> Extracted data:

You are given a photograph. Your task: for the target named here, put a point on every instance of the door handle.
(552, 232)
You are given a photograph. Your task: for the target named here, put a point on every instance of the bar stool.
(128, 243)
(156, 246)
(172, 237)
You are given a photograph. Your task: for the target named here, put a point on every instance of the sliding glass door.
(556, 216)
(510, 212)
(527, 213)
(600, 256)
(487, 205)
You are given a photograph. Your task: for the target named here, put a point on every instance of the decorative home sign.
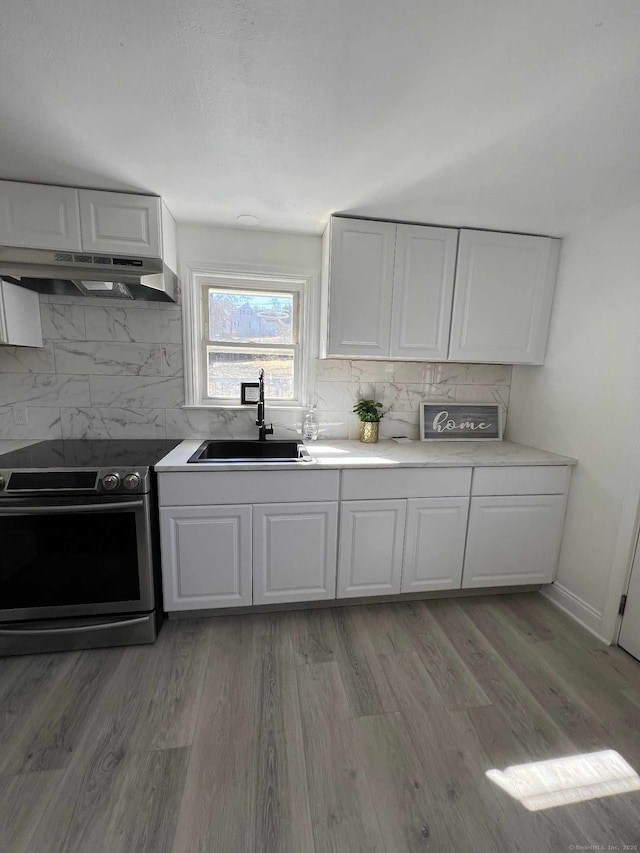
(460, 422)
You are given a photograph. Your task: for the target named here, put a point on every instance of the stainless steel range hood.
(89, 274)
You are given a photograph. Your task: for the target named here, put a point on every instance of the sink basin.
(239, 451)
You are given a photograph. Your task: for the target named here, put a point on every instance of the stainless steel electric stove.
(79, 558)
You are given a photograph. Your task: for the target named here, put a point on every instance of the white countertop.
(384, 454)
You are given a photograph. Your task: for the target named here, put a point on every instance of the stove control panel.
(121, 481)
(69, 481)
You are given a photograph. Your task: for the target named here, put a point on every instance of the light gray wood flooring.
(365, 728)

> Task details: Emit verbatim the lines running from the one with "steel electric stove." through the last line of the data, both endpoints inclusive.

> Solved exercise:
You are given a photograph. Your task: for the target named here, put a point on every instance of the stainless steel electric stove.
(79, 558)
You are given a photograph. Your task: for the target named here, put a point on every instance of the white countertop.
(384, 454)
You are given a photograph. Your task: for the target named here, put a point on every instance of the stove control panel.
(121, 481)
(69, 481)
You are given a photograph. Your task: for the target named here, put a point on every instance of the light gray wood flooring.
(365, 728)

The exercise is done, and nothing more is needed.